==== PROVIDED ENTRIES ====
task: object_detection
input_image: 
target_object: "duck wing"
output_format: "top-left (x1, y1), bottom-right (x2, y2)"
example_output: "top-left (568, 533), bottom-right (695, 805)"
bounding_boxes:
====
### EXERCISE BRIEF
Reproduce all of the rows above word for word, keeping every line unchanged.

### THE SOLUTION
task: object_detection
input_image: 
target_object: "duck wing"
output_format: "top-left (x1, y1), bottom-right (x2, y2)"
example_output: "top-left (568, 533), bottom-right (695, 805)"
bounding_boxes:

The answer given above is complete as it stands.